EXERCISE INPUTS: Begin
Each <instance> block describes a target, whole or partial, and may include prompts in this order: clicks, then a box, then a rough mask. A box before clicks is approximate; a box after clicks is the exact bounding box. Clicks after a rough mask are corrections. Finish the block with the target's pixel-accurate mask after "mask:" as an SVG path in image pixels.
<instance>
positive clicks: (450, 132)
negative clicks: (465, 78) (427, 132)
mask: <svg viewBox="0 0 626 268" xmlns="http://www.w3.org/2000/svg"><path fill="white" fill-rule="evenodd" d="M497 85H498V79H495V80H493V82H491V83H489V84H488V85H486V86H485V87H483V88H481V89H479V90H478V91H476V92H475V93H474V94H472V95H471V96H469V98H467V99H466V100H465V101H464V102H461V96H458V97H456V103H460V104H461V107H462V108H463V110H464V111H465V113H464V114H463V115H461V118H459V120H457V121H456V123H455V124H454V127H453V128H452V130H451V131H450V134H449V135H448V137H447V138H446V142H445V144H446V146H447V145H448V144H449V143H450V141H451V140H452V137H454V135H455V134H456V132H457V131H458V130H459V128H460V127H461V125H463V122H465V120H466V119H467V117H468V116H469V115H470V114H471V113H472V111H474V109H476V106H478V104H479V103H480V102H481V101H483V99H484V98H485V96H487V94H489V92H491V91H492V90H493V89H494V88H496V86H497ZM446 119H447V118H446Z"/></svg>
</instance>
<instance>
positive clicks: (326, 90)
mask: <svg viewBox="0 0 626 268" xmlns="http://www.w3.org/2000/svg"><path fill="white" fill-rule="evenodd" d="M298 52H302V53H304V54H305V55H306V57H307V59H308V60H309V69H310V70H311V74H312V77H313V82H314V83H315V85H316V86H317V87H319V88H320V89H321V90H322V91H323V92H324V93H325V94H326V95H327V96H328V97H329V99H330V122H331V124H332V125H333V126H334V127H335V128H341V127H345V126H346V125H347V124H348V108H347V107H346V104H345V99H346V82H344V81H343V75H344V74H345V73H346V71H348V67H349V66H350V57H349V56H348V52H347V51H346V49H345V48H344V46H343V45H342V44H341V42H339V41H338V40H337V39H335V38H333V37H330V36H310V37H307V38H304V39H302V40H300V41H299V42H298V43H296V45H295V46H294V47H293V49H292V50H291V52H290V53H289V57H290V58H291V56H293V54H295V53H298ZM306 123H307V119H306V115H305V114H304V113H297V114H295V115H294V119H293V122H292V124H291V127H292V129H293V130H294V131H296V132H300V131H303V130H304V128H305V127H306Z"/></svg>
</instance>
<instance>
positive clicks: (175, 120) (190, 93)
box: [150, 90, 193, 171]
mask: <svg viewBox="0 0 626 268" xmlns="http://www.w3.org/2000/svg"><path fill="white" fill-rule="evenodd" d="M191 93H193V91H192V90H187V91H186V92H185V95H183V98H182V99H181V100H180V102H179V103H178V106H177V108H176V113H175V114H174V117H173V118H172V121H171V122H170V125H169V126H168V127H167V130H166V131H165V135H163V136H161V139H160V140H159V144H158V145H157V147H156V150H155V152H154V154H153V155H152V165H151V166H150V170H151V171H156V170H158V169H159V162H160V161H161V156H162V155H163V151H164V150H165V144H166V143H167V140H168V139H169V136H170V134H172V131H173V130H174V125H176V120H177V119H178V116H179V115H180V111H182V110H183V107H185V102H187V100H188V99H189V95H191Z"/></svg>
EXERCISE INPUTS: End
▸ **TASK TO COMPLETE**: Exactly as they appear above, transcribe the records in full.

▸ **TASK OUTPUT**:
Each <instance> block describes a target, whole or partial, and may include prompts in this order: clicks, then a box, then a rough mask. A box before clicks is approximate; a box after clicks is the exact bounding box. Clicks after a rough mask are corrections. Finish the block with the target's pixel-accurate mask after "mask:" as an SVG path in image pixels.
<instance>
positive clicks: (450, 132)
negative clicks: (465, 78) (427, 132)
mask: <svg viewBox="0 0 626 268" xmlns="http://www.w3.org/2000/svg"><path fill="white" fill-rule="evenodd" d="M497 85H498V79H495V80H493V82H491V83H489V84H488V85H486V86H485V87H483V88H481V89H479V90H478V91H476V92H475V93H474V94H472V95H471V96H469V98H467V99H466V100H465V101H464V102H461V96H458V97H456V103H460V104H461V107H462V108H463V110H464V111H465V113H464V114H463V115H461V118H459V120H457V121H456V123H455V124H454V127H453V128H452V130H451V131H450V134H449V135H448V137H447V138H446V142H445V144H446V146H447V145H448V144H449V143H450V141H451V140H452V137H454V135H455V134H456V132H457V131H458V130H459V128H460V127H461V125H463V122H465V120H466V119H467V117H468V116H469V115H470V114H471V113H472V111H474V109H476V106H478V104H479V103H480V102H481V101H483V99H484V98H485V96H487V94H489V92H491V91H492V90H493V89H494V88H496V86H497ZM446 119H447V118H446Z"/></svg>
</instance>
<instance>
positive clicks: (326, 90)
mask: <svg viewBox="0 0 626 268" xmlns="http://www.w3.org/2000/svg"><path fill="white" fill-rule="evenodd" d="M298 52H302V53H304V54H305V55H306V57H307V59H308V60H309V69H310V70H311V74H312V77H313V82H314V83H315V85H316V86H317V87H319V88H320V89H321V90H322V91H323V92H324V93H325V94H326V95H327V96H328V97H329V99H330V122H331V124H332V125H333V126H334V127H335V128H341V127H345V126H346V125H347V124H348V108H347V107H346V104H345V99H346V82H344V81H343V75H344V74H345V73H346V71H348V67H349V66H350V57H349V56H348V52H347V51H346V49H345V48H344V46H343V45H342V44H341V42H339V41H338V40H337V39H335V38H333V37H330V36H310V37H307V38H304V39H302V40H300V41H299V42H298V43H296V45H295V46H294V47H293V49H292V50H291V52H290V53H289V57H290V58H291V56H293V54H295V53H298ZM306 123H307V119H306V115H305V114H304V113H297V114H295V115H294V119H293V122H292V124H291V127H292V129H293V130H294V131H296V132H300V131H303V130H304V128H305V127H306Z"/></svg>
</instance>
<instance>
positive clicks: (175, 120) (190, 93)
box: [150, 90, 193, 171]
mask: <svg viewBox="0 0 626 268" xmlns="http://www.w3.org/2000/svg"><path fill="white" fill-rule="evenodd" d="M191 93H193V91H192V90H187V91H186V92H185V95H183V98H182V99H181V100H180V102H179V103H178V106H177V108H176V113H175V114H174V117H173V118H172V121H171V122H170V125H169V126H168V127H167V130H166V131H165V135H163V136H161V139H160V140H159V144H158V145H157V147H156V150H155V152H154V154H153V155H152V165H151V166H150V170H151V171H156V170H158V169H159V162H160V161H161V156H162V155H163V151H164V150H165V144H166V143H167V140H168V139H169V136H170V134H172V131H173V130H174V125H176V120H177V119H178V116H179V115H180V111H182V110H183V107H185V102H187V100H188V99H189V95H191Z"/></svg>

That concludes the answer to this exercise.